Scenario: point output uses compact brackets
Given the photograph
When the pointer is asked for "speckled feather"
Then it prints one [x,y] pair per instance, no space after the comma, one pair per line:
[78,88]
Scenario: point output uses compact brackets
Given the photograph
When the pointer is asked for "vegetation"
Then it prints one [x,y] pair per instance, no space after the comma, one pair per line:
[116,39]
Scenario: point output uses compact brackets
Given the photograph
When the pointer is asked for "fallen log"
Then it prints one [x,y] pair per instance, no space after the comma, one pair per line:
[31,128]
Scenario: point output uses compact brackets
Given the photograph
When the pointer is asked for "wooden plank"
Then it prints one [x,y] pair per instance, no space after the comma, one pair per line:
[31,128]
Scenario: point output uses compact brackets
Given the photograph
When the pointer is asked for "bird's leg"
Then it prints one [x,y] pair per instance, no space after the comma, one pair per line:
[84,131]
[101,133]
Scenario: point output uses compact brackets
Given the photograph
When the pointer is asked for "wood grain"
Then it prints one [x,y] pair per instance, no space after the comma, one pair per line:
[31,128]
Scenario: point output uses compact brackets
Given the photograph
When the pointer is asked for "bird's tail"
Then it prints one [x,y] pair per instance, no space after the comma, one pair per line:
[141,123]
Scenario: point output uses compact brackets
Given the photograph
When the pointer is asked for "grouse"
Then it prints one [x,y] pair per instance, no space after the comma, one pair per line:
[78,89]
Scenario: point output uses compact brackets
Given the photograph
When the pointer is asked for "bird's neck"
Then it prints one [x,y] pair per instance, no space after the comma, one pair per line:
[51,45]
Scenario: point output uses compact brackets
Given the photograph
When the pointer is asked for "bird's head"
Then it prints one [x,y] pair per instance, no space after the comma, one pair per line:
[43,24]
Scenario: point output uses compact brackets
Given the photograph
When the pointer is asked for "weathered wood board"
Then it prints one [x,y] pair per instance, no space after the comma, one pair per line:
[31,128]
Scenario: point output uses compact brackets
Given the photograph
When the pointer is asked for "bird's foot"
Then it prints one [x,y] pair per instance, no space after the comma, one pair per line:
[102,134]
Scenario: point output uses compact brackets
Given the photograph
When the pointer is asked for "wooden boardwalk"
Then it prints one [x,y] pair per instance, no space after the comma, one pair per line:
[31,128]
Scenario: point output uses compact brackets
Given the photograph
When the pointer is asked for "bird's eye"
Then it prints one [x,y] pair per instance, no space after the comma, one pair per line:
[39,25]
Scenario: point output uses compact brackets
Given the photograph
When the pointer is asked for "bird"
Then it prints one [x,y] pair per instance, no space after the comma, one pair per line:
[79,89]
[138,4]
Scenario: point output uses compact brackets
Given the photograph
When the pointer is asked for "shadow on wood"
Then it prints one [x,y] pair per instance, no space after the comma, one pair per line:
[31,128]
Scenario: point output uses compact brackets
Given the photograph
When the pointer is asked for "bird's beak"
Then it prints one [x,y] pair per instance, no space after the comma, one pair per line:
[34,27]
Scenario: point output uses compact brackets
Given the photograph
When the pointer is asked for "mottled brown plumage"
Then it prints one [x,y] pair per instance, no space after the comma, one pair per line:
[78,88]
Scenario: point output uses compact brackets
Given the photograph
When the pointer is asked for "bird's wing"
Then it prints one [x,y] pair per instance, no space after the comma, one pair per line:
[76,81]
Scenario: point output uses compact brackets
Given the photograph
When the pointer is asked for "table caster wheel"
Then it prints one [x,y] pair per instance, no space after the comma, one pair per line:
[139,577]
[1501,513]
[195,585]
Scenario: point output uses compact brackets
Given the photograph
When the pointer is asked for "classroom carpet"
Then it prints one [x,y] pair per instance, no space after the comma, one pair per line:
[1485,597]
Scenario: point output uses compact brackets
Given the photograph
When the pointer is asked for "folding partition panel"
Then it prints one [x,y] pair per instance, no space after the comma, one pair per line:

--------

▶ **Problem statement**
This exercise calls for repeating every line of the data exactly.

▶ **Finished exercise**
Scenario: point output uses compact brackets
Given the photograph
When the pointer is asked for "speckled feather"
Then it prints one [x,y] pair per instance, no space after the comma, one pair per line:
[78,88]
Scenario: point output uses compact brackets
Given the photograph
When the pointer is asked for "vegetation"
Then it prints one [x,y] pair per instance, no space after the comma, one pair per line:
[116,39]
Scenario: point output uses compact brackets
Given the photograph
When the pointer is asked for "fallen log"
Then it prints one [x,y] pair per instance, no space after the comma, one pair per line:
[31,128]
Scenario: point output uses compact brackets
Given the photograph
When the pointer is asked for "wooden plank"
Then it prints one [x,y] pair per instance, no space after the comma, one pair per line:
[31,128]
Scenario: point output uses compact brackets
Given the photograph
When the pointer is asked for "bird's leg"
Then it prints one [x,y] pair per instance, no space after the comma, one pair per line:
[84,131]
[101,133]
Scenario: point output uses compact brackets
Given the photograph
When the pointer is asked for "wood grain"
Then it prints one [x,y] pair per instance, no space after the comma, one pair per line:
[31,128]
Scenario: point output uses compact brackets
Given the photograph
When the pointer is asked for "bird's tail"
Then it prints one [x,y] pair per instance, no space after the comma, one pair per line:
[141,123]
Scenario: point output uses compact brackets
Given the photograph
When the pointer is asked for "grouse"
Then it prints one [x,y] pair per instance, no space after the comma, one pair per line:
[78,89]
Scenario: point output uses compact brackets
Given the photograph
When the pointer is asked for "bird's neck"
Then it prints one [x,y] pair per instance, no space after the comma, one pair per line:
[51,45]
Scenario: point output uses compact brackets
Given the photograph
When the pointer is asked for "bird's head"
Then it prints one [x,y] pair per instance, no space after the comma, one pair per line:
[43,24]
Scenario: point output uses compact brackets
Given the photograph
When the pointer is asked for "weathered wood board"
Then it prints one [x,y] pair per instance, no space after the comma, one pair per line:
[31,128]
Scenario: point output uses compact brackets
Given the photograph
When the pointer is asked for "bird's foot"
Then it prints one [x,y] pair per instance, no space after the comma, one pair per line:
[102,134]
Scenario: point output uses compact brackets
Given the photograph
When the pointer is asked for "wooden boardwalk"
Then it prints one [x,y] pair per instance, no space after the comma, one pair per line:
[31,128]
Scenario: point output uses compact brackets
Given the photograph
When the pointer is asked for "bird's eye"
Then it prints one [x,y] pair per instance, no space after the comma, one pair per line:
[39,25]
Scenario: point output uses compact brackets
Given the photograph
When the pointer is asked for "bird"
Then it prints one [x,y] pair per instance, no space after the comma, one pair per line:
[79,89]
[138,4]
Scenario: point output uses compact brackets
Given the photograph
When the pointer is asked for "shadow on wood"
Then it prints one [x,y] pair per instance, no space after the comma, one pair per line:
[31,128]
Scenario: point output uses compact brackets
Given the photograph
When the pointer is asked for "bird's beak"
Then it prints one [x,y] pair per instance, no space after the comma, one pair per line:
[34,27]
Scenario: point output uses compact brackets
Given the photograph
When the pointer is asked for "mottled brown plumage"
Then it prints one [x,y] pair per instance, no space after the comma, one pair per line:
[78,88]
Scenario: point output uses compact brackets
Given the photograph
When the pointer is asked for "bird's wing"
Then it prints one [x,y] pair per instance, no space after the comma, one pair per line:
[76,81]
Scenario: point output uses compact brackets
Given the photograph
When the pointer is asked for "table caster wheel"
Then it prints one [x,y] pair per instance, no space after the comma, one pair per line:
[139,577]
[1501,513]
[195,585]
Scenario: point output uses compact brackets
Given the photograph
When the pointer is asked for "classroom carpet"
Then it prints one [x,y] pair per instance, no space after the comma, one pair per line:
[1485,597]
Scenario: point output uses compact brackets
Given the photograph
When the pointer is asked for "folding partition panel"
Then it prints one [x,y] pair per instance, no space after the comma, one pair per line:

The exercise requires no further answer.